Document passage

[start]

Do me, grind me

Feb 14, 2007 at 12:00 am

I hate it when a guy says my name in bed. Hate it. I already know my name. And if I don't know yours, we probably didn't come there to talk. So please, whatever you do, don't say my name.

I don't like to be kissed either, at least not during the act. With the infinite variety of places you could choose to put your lips, why put them on my mouth? It's distracting, it's unsanitary, and I don't care what an artiste you are at sucking face, I would rather you suck on parts that can't be sucked on at the grocery store or the zoo. Time, as they say, is of the essence.

These declarations may sound crude out of context, but I have a good excuse. According to author, publisher and musician and sexual provocateur Lisa Crystal Carver, I am a sexualist: a person who prefers the quick and dirty over the protracted and perfumed. In her hilarious essay, "Some of my Best Friends are Sensualists," penned for nerve.com some 10 years ago, Carver made an excellent case for us sexualists: "While the sensualists toil over preparations for the perfect evening," she writes, "sexualists make do. We screw in our work clothes ... if you know what you want, why do other stuff first?"

My sentiments exactly.

I am utterly flummoxed by the need of well-meaning people to "create a mood" when it's time to make the beast with two backs. Why waste precious time searching for that fucking Neil Young record I've already heard a thousand times when you could be grinding my face into the carpet right now? Which is not to say I'm insensitive. I love animals, I cried embarrassingly hard at the end of Pan's Labyrinth, and I take really long bubble baths about four times a week. Being a sexualist doesn't mean I'm impervious to the sensual world. It just means that, if you want to "create a mood" with me, you'd do well to start by pinning my shoulders to the floor with your knees.

When I read Carver's essay, it spoke to me — a rock-hard diatribe against stilted, hippie lovemaking. My people! Turns out that, these days, the author herself isn't so sure.

[end]

Challenge 1
Print the column between "These declarations may" and "My sentiments exactly.", inclusive.
Challenge 2
Answer these from the column:
(a) On what date was the column published?
(b) For which website did Lisa Crystal Carver write "Some of my Best Friends are Sensualists"?
(c) About how many times a week does the writer take long bubble baths?
The data after the column has no connection to it.

Data lines
[start]

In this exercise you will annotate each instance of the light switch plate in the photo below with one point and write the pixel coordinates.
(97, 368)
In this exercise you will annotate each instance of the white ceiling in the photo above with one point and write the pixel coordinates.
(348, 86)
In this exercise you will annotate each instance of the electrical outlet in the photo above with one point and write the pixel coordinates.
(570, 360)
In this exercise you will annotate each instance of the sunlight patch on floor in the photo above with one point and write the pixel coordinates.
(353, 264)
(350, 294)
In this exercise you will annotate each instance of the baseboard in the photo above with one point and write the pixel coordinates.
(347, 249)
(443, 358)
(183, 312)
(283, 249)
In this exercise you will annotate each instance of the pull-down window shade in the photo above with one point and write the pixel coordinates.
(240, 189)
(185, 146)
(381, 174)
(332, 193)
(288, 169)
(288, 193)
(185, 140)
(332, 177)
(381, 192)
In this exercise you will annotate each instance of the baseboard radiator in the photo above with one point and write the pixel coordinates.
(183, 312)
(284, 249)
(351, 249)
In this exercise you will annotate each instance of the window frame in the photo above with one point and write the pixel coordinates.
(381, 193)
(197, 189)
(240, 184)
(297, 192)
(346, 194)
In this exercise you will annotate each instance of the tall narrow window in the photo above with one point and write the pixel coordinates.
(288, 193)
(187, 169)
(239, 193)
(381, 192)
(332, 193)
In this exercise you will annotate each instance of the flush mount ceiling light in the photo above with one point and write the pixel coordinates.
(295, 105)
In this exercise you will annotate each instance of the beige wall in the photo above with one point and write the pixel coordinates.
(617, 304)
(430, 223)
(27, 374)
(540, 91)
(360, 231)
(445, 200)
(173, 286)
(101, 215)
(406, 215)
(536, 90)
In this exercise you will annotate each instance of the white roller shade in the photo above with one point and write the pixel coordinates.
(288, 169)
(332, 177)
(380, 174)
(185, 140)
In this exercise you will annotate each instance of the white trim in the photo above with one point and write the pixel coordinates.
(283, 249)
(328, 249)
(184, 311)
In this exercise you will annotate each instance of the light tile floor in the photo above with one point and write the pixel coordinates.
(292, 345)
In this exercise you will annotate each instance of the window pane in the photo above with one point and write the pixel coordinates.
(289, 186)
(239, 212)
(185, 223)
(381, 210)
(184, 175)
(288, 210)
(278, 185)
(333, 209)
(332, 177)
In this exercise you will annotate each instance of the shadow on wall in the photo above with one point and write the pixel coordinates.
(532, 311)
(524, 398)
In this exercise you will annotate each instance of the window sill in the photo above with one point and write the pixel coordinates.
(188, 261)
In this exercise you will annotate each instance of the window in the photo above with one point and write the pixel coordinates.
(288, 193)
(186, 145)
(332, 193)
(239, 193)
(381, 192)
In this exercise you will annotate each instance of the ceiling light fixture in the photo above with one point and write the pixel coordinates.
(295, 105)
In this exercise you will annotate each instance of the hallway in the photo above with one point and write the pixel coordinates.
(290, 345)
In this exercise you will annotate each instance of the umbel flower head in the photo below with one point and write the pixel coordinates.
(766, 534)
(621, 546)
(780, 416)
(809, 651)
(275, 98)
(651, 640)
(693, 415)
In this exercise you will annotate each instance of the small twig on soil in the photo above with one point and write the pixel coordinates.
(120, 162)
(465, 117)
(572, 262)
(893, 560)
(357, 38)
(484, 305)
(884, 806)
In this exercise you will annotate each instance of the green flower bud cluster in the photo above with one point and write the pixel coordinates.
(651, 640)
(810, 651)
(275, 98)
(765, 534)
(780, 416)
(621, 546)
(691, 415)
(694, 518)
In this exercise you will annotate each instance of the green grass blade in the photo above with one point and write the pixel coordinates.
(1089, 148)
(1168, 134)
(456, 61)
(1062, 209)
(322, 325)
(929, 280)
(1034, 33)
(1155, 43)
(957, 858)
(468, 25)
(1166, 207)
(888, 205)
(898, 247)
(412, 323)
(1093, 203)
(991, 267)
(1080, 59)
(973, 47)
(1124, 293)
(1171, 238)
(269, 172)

[end]

Worked solution 1
These declarations may sound crude out of context, but I have a good excuse. According to author, publisher and musician and sexual provocateur Lisa Crystal Carver, I am a sexualist: a person who prefers the quick and dirty over the protracted and perfumed. In her hilarious essay, "Some of my Best Friends are Sensualists," penned for nerve.com some 10 years ago, Carver made an excellent case for us sexualists: "While the sensualists toil over preparations for the perfect evening," she writes, "sexualists make do. We screw in our work clothes ... if you know what you want, why do other stuff first?"

My sentiments exactly.

Worked solution 2
(a) Feb 14, 2007
(b) nerve.com
(c) About four times a week